Directions: Reproduce the entries in full. Exclude all images from the copy.

Stored dataset items:
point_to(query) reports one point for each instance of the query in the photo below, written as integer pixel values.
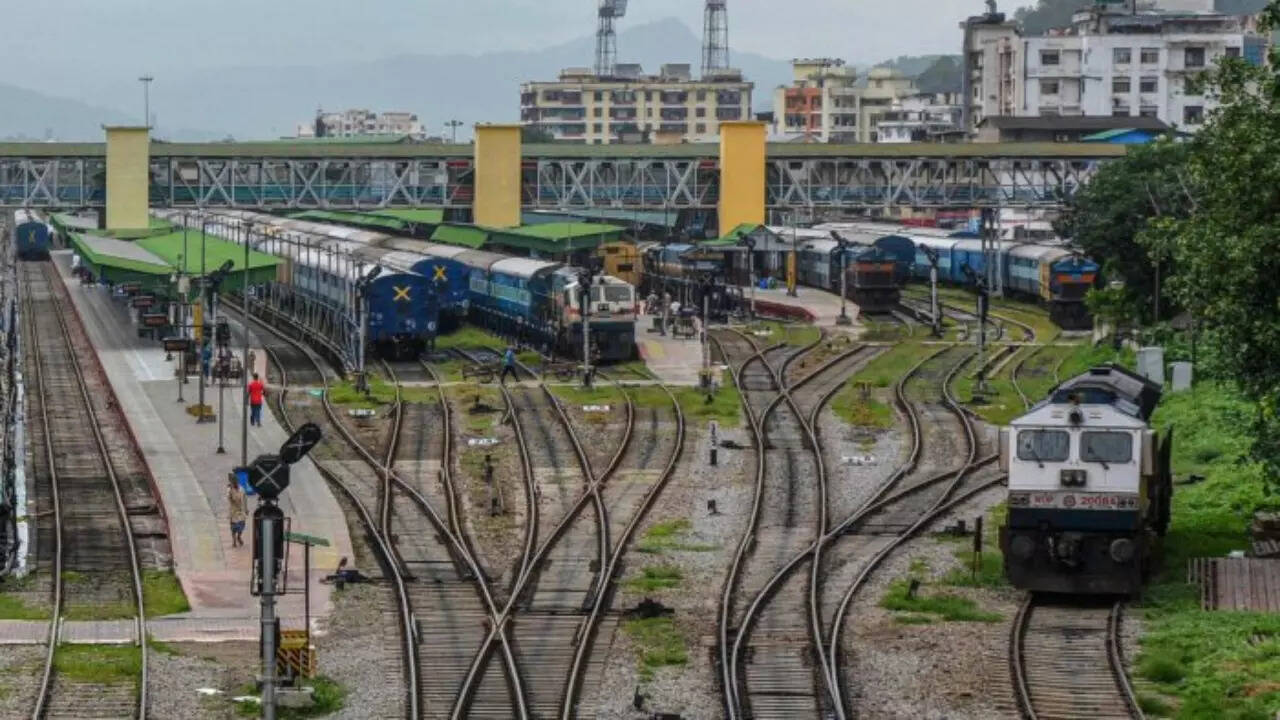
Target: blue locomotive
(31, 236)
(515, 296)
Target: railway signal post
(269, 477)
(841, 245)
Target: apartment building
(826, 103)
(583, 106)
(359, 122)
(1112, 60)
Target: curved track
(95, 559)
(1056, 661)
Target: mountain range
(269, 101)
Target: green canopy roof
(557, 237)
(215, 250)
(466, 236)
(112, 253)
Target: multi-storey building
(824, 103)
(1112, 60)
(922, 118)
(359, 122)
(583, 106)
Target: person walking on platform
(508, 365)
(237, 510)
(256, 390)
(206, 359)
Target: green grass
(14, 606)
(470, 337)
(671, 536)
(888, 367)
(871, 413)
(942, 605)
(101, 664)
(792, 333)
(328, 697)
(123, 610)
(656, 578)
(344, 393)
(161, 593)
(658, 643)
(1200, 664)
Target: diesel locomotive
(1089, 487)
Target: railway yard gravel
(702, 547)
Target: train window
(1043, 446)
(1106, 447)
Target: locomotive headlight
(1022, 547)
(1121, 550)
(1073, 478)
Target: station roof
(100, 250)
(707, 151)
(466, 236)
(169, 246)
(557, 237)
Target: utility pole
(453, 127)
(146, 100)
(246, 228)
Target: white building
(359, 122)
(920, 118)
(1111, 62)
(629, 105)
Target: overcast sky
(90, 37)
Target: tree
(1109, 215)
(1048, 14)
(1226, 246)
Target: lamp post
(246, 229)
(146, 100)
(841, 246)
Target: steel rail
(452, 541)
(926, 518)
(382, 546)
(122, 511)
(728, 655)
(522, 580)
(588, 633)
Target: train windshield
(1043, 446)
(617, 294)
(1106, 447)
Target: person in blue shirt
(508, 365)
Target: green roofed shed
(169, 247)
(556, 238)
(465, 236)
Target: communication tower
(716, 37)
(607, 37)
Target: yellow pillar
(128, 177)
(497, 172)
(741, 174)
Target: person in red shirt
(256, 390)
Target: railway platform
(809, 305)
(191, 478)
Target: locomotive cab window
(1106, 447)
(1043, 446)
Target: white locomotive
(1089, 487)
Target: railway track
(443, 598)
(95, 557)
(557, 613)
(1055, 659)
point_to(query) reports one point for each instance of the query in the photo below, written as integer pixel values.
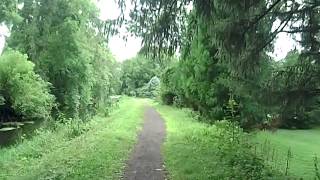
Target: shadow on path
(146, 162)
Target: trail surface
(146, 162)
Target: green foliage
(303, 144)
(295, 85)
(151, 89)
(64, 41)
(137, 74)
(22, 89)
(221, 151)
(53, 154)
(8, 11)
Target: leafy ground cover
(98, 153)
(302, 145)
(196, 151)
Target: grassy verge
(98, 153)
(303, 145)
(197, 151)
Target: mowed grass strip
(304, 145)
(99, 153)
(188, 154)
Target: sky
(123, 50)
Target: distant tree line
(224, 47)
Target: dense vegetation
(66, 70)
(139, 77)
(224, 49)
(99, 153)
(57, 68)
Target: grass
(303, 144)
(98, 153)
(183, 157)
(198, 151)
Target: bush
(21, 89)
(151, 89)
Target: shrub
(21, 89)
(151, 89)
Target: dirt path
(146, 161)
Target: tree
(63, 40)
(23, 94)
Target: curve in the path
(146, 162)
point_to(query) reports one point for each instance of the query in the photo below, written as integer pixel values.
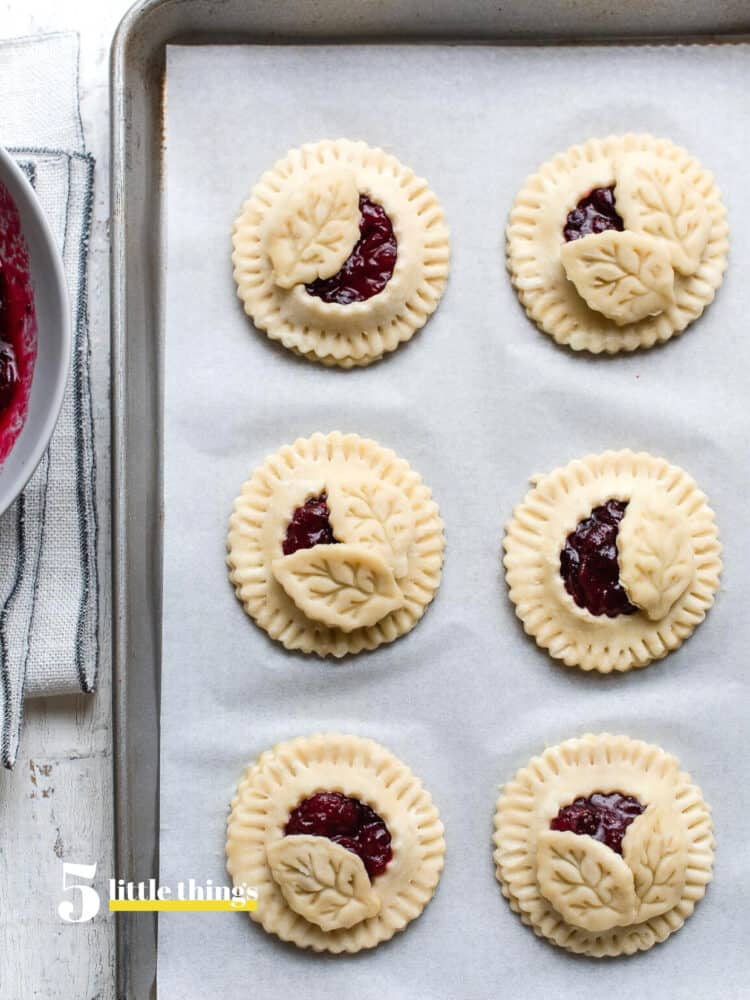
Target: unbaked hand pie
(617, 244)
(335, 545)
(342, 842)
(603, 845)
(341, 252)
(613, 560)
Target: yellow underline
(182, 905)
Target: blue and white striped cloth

Task output:
point_to(query) reports one point for each instance of the query in the photo below, written as integer pixel values.
Target: blue locomotive
(31, 236)
(515, 296)
Target: railway signal post
(269, 477)
(841, 245)
Target: apartment building
(826, 103)
(583, 106)
(359, 122)
(1112, 60)
Target: curved track
(95, 559)
(1056, 661)
Target: mountain range
(269, 101)
Target: green canopy roof
(557, 237)
(215, 250)
(466, 236)
(112, 253)
Target: multi-storey building
(824, 103)
(1112, 60)
(922, 118)
(359, 122)
(583, 106)
Target: person walking on platform
(508, 365)
(237, 510)
(256, 390)
(206, 359)
Target: green grass
(14, 606)
(470, 337)
(671, 536)
(888, 367)
(871, 413)
(942, 605)
(101, 664)
(792, 333)
(328, 697)
(123, 610)
(656, 578)
(344, 393)
(161, 593)
(658, 643)
(1200, 664)
Target: diesel locomotive
(1089, 487)
Target: railway yard gravel
(702, 547)
Target: train window
(1043, 446)
(1106, 447)
Target: locomotive headlight
(1022, 547)
(1121, 550)
(1073, 478)
Target: station roof
(100, 250)
(707, 151)
(466, 236)
(169, 246)
(557, 237)
Target: utility pole
(453, 127)
(146, 100)
(246, 228)
Target: white building
(359, 122)
(920, 118)
(1111, 62)
(629, 105)
Target: overcast sky
(90, 37)
Target: tree
(1109, 215)
(1048, 14)
(1226, 246)
Target: lamp post
(246, 229)
(146, 100)
(841, 246)
Target: steel rail
(452, 541)
(926, 518)
(382, 546)
(122, 511)
(728, 655)
(522, 580)
(588, 633)
Target: train windshield
(1043, 446)
(617, 294)
(1106, 447)
Target: person in blue shirt
(508, 365)
Target: green roofed shed
(169, 247)
(556, 238)
(465, 236)
Target: communication tower
(716, 37)
(607, 37)
Target: yellow pillar
(128, 177)
(497, 172)
(741, 174)
Target: person in red shirt
(256, 390)
Target: railway platform
(809, 305)
(191, 478)
Target: locomotive cab window
(1106, 447)
(1043, 446)
Target: white locomotive
(1089, 487)
Target: railway track
(443, 598)
(95, 557)
(557, 613)
(1055, 659)
point_to(query) reports one point for each instance of the query in the photo below, written as integer pixel values.
Target: shadow on path
(146, 162)
Target: trail surface
(146, 162)
Target: green foliage
(303, 144)
(295, 85)
(151, 89)
(64, 41)
(137, 74)
(22, 89)
(221, 151)
(53, 154)
(8, 11)
Target: leafy ground cover
(98, 153)
(302, 145)
(196, 151)
Target: grassy verge
(98, 153)
(303, 145)
(197, 151)
Target: mowed grass strip
(304, 145)
(99, 153)
(188, 154)
Target: sky
(123, 50)
Target: distant tree line
(224, 47)
Target: dense vegetation
(66, 70)
(139, 77)
(224, 49)
(99, 153)
(57, 68)
Target: grass
(303, 144)
(98, 153)
(183, 157)
(198, 151)
Target: bush
(21, 89)
(151, 89)
Target: shrub
(21, 89)
(151, 89)
Target: dirt path
(146, 161)
Target: tree
(63, 40)
(23, 94)
Target: curve in the path
(146, 162)
point_to(query) reports one point for each instance of the query in the photo below, written as integer pixel values.
Target: unbaked hand pie
(617, 244)
(335, 545)
(342, 842)
(603, 845)
(341, 252)
(613, 560)
Target: yellow underline
(182, 905)
Target: blue and white striped cloth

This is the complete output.